■ Problem ■
For the entries below, the result should be an exact transcription of the lines from the one with "Box every dark rock" up to and including the one with "Box every flat", and only those.

Segment Start: The input

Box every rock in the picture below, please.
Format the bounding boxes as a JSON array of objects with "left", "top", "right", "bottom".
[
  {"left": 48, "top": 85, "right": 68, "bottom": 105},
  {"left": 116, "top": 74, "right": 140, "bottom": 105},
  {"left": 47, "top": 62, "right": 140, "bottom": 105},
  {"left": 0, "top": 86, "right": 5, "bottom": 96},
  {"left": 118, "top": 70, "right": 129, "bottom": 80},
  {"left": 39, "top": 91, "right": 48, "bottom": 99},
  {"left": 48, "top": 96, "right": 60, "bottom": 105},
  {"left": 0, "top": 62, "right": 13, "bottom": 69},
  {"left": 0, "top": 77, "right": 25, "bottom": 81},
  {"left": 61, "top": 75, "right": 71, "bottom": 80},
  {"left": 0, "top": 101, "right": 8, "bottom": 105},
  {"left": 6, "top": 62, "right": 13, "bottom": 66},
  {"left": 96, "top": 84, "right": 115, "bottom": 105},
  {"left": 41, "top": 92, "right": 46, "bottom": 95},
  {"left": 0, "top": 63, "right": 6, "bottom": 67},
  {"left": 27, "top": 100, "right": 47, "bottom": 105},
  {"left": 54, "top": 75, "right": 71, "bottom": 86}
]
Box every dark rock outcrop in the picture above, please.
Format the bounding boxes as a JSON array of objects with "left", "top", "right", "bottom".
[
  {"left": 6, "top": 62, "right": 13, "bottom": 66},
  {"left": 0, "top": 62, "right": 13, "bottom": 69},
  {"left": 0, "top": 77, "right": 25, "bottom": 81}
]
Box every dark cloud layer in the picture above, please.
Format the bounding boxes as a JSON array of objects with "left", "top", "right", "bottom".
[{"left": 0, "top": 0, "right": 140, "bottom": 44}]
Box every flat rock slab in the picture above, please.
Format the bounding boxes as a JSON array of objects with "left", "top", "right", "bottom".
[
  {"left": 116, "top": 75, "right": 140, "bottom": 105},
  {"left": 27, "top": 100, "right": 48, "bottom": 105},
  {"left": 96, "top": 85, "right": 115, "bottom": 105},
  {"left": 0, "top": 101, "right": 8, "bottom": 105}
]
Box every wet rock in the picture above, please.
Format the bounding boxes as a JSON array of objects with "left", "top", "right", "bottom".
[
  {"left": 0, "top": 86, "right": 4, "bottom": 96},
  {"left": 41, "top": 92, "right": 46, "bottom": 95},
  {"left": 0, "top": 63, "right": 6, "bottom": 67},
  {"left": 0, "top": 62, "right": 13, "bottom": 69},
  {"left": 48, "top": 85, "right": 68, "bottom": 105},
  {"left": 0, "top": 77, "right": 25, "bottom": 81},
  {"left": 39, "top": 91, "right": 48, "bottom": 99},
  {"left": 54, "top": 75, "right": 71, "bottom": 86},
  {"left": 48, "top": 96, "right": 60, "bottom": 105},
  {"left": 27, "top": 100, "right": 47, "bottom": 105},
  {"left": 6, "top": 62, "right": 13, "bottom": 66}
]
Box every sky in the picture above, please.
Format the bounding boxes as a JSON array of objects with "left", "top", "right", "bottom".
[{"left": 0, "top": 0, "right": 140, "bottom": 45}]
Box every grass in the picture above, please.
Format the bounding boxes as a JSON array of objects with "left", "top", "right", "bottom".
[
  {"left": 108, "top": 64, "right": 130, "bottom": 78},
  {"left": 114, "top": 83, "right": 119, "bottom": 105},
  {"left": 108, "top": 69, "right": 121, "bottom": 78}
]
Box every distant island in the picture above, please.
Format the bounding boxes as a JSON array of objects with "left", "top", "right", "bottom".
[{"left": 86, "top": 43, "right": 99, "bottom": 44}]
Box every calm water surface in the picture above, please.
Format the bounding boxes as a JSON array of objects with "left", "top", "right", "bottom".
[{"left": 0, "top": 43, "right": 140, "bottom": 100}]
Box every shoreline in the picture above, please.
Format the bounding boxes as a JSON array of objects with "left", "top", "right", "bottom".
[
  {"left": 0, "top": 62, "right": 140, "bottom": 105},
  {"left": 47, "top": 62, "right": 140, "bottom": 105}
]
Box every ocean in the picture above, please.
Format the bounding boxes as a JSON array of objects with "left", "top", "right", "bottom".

Segment End: The input

■ Exercise output ■
Box every dark rock outcrop in the picture above, please.
Format the bounding boxes as a JSON array of objects with "left", "top", "right", "bottom".
[
  {"left": 6, "top": 62, "right": 13, "bottom": 66},
  {"left": 0, "top": 62, "right": 13, "bottom": 69},
  {"left": 0, "top": 77, "right": 25, "bottom": 81}
]
Box every dark cloud layer in the picture above, please.
Format the bounding boxes as a JSON array of objects with "left", "top", "right", "bottom".
[{"left": 0, "top": 0, "right": 140, "bottom": 44}]
Box every flat rock slab in the picture above, please.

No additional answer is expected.